**** Given records ****
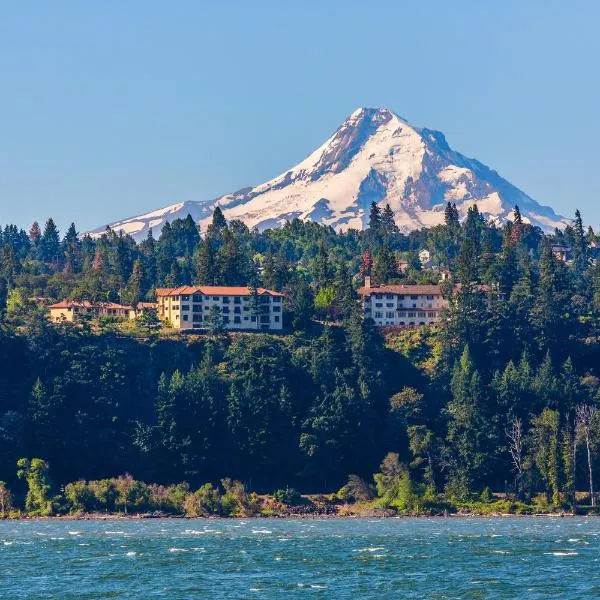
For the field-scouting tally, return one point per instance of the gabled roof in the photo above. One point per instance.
(213, 290)
(88, 304)
(429, 290)
(146, 305)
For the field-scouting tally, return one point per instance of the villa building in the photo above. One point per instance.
(189, 307)
(71, 310)
(402, 305)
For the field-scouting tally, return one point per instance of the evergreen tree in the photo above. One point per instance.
(50, 243)
(375, 219)
(205, 263)
(385, 268)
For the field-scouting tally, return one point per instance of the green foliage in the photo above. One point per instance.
(36, 474)
(519, 340)
(288, 496)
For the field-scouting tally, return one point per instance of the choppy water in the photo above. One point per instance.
(390, 558)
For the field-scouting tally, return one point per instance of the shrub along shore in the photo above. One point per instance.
(392, 494)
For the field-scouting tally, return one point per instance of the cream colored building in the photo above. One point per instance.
(71, 310)
(189, 307)
(402, 305)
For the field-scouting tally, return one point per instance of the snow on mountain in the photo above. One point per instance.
(375, 156)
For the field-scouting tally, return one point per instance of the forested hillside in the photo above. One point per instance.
(502, 394)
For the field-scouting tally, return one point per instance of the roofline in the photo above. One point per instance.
(213, 290)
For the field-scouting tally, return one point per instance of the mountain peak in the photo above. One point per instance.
(374, 156)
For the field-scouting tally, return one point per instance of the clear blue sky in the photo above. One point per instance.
(111, 108)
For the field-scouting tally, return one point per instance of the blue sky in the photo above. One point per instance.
(112, 108)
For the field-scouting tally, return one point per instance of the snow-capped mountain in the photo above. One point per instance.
(374, 156)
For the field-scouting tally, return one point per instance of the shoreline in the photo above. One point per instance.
(315, 517)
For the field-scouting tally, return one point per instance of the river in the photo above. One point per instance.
(287, 558)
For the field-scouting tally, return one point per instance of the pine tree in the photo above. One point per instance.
(386, 267)
(389, 229)
(72, 250)
(205, 263)
(366, 264)
(375, 219)
(134, 291)
(580, 248)
(35, 236)
(218, 226)
(50, 243)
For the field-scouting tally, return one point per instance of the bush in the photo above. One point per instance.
(288, 496)
(204, 502)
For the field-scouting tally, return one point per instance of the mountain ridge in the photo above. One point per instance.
(374, 156)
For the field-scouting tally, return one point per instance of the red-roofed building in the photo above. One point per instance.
(402, 305)
(189, 307)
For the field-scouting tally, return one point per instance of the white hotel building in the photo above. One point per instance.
(402, 305)
(189, 307)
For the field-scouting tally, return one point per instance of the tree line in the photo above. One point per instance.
(501, 395)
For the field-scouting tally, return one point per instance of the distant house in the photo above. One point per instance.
(402, 266)
(425, 258)
(561, 252)
(191, 307)
(402, 305)
(409, 305)
(71, 310)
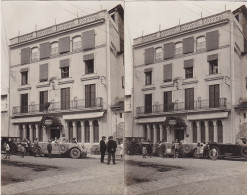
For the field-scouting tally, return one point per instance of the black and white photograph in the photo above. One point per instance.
(123, 97)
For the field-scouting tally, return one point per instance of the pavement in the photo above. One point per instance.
(89, 176)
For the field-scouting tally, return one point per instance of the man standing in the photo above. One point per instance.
(49, 148)
(102, 149)
(111, 149)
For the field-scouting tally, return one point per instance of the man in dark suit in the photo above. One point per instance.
(102, 149)
(111, 149)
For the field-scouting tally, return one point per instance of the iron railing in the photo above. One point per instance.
(79, 104)
(182, 106)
****
Task item
Your answer must be the records above, word for word, with no pictures.

Worked solution
For the field-scouting tally, return one point per instance of the gabled roof in the photo above. One point per instance.
(213, 290)
(88, 304)
(429, 290)
(146, 305)
For the field-scouting tally, return one point per instance of the villa building in the photo above. One point per instance.
(189, 307)
(71, 310)
(402, 305)
For the field-scouting tally, return one point per instance of the evergreen tree in the photo above. One point per instance.
(50, 243)
(375, 219)
(205, 263)
(385, 268)
For the field-scouting tally, return one point per instance of the green foliage in the photo above. One point per instance.
(36, 474)
(519, 340)
(288, 496)
For the field-scouting tally, return one point per instance of the choppy water in the photo above. One point per instance.
(390, 558)
For the field-scouting tally, return one point per instance of the shrub along shore in the photo above. One point per instance.
(392, 494)
For the field-scouting tally, return one point per instance of the cream colored building in the photo above. One point per instance.
(71, 310)
(189, 307)
(402, 305)
For the field-scouting tally, return one point per instance of the snow on mountain in the photo above. One point per instance.
(375, 156)
For the field-scouting tally, return one point per instance of the forested hillside in the photo above. One point per instance.
(502, 394)
For the field-scouting tally, return one point per instance of the roofline in the photo above. One point per instance.
(213, 290)
For the field-scouting tally, return one point per instance of the mountain peak in the photo above. One point per instance.
(374, 156)
For the field-scouting tally, return one point per instance of the clear blue sky in the photo above. One point per instance.
(111, 108)
For the field-scouting tally, return one point per instance of the blue sky in the photo above. One point per instance.
(112, 108)
For the field-scouting tally, return one point per instance of the snow-capped mountain in the photo above. One point per instance.
(374, 156)
For the field-scouting tally, return one point per instance of the shoreline in the photo above. One point per instance.
(315, 517)
For the field-scouting tally, return one point per instance of the river in the photo above. One point per instance.
(287, 558)
For the field-scouting tally, return one point per instance of the pine tree in the photo above. One point per instance.
(386, 267)
(389, 229)
(72, 250)
(205, 263)
(366, 264)
(375, 219)
(134, 291)
(580, 248)
(35, 236)
(218, 226)
(50, 243)
For the field-scouting tally, return one point per instance of the bush in the photo above. One point per instance.
(288, 496)
(204, 502)
For the field-scouting tally, return one point per instance of the mountain ridge in the photo above. One point per instance.
(374, 156)
For the field-scouting tally, return one point per instance of the red-roofed building in the photo above. One point per instance.
(402, 305)
(189, 307)
For the field-scouting tally, return one point per instance of the white hotel building in the photo above. One point per instance.
(402, 305)
(189, 307)
For the field-scouting tally, return one point per instance of the tree line in the photo above. One point per instance.
(501, 395)
For the field-scouting tally, return one point per instance of the distant house in the photo above. One point per instance.
(402, 266)
(425, 258)
(561, 252)
(191, 307)
(402, 305)
(409, 305)
(71, 310)
For the field-scouting tally, return one point per instance of the black and white photograph in the photo above. One point per instance.
(123, 97)
For the field-scouting tally, return one point per instance of the pavement in the photo above. One point per instance.
(89, 176)
For the field-scouting tally, return one point per instance of the man standing in the photo above. One point per instance.
(49, 148)
(102, 149)
(111, 149)
For the field-scouting tally, return one point per instance of the man in dark suit in the photo above. One point per instance.
(102, 149)
(111, 149)
For the field-scouting tally, return one point per instance of the iron railing in the photo above. One point per instance.
(79, 104)
(182, 106)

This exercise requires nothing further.